• Passage provided:
>>

She also runs the integrated domestic violence court.

While the special courts can be beneficial to some, more resources would be needed to add more, Campbell said.

District Attorney Patrick Perfetti echoed her comments. If more courts were added, not only would they need more resources, he would also need at least one more attorney.

He said he’s been approached about his thoughts on adding more specialty courts, such as a mental health court or veterans’ court, because other counties have them.

“I think there is something to be said for a judge and court staff that might have special training in dealing with people who are inflicted with mental health issues,” Perfetti said. There could be an argument made in the community there is a need for one.

However, Perfetti said, once the drug court was instituted, the only additional judicial resource the county got was a drug treatment court coordinator.

The city judge who handles the drug treatment court also handles the civil term court, landlord and tenant court and criminal term court in the city, Perfetti said — a time consuming task.

Drug treatment court can take up two to three hours of an attorney’s time during the week, Perfetti said. His office also needs to consent to anyone entering drug treatment court.

<<

• Dataset entries:
>>

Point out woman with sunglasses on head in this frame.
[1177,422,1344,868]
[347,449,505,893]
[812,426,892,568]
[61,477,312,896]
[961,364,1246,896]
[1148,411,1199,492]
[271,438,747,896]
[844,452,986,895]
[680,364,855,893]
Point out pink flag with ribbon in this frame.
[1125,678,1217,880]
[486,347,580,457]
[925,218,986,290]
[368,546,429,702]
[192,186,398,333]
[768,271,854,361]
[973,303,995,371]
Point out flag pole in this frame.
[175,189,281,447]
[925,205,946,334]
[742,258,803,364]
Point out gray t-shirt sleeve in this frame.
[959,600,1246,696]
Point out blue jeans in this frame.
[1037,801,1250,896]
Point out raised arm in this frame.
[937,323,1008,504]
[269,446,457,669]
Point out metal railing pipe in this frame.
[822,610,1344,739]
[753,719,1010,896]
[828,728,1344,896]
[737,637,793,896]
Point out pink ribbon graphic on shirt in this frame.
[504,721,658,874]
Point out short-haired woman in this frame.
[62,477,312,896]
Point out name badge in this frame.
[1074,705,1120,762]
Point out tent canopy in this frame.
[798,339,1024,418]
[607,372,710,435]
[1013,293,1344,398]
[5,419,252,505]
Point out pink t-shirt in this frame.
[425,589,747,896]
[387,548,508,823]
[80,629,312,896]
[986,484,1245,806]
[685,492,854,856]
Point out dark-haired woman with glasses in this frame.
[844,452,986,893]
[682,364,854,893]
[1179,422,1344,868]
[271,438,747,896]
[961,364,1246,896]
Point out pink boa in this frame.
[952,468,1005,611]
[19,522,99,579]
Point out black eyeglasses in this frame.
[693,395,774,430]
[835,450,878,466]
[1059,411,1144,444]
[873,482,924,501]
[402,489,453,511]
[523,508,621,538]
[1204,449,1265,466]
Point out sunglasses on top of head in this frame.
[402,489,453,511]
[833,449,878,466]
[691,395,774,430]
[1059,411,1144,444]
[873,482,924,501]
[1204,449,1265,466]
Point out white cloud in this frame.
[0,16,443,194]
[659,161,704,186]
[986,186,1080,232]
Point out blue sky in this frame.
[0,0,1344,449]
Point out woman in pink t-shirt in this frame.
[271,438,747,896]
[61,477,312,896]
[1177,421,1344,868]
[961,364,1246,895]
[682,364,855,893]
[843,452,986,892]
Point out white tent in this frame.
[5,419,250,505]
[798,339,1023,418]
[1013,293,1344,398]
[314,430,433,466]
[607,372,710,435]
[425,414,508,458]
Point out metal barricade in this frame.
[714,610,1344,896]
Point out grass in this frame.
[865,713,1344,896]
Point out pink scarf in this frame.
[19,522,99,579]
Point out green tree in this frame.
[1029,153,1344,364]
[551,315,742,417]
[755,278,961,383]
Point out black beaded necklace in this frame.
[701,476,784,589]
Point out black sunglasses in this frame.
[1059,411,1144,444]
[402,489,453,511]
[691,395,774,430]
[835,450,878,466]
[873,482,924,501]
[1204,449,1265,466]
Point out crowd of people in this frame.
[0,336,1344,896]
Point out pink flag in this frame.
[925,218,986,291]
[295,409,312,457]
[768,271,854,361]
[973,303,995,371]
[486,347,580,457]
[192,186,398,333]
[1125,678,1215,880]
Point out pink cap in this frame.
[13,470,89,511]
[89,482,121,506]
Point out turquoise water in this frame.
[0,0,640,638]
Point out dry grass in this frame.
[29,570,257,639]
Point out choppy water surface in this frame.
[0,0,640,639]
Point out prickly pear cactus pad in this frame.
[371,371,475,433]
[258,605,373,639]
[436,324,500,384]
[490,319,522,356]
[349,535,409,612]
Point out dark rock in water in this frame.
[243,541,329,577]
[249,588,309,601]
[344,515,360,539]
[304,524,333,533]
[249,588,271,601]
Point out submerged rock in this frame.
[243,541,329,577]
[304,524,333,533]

<<

• Work required: In the passage on specialty courts, why has Perfetti been approached about his thoughts on adding courts such as a mental health court or a veterans' court? Answer in one to three sentences. The listing is not needed for anything asked here.

• Answer to this problem: Perfetti has been approached because other counties already have specialty courts of that kind, such as mental health or veterans' courts.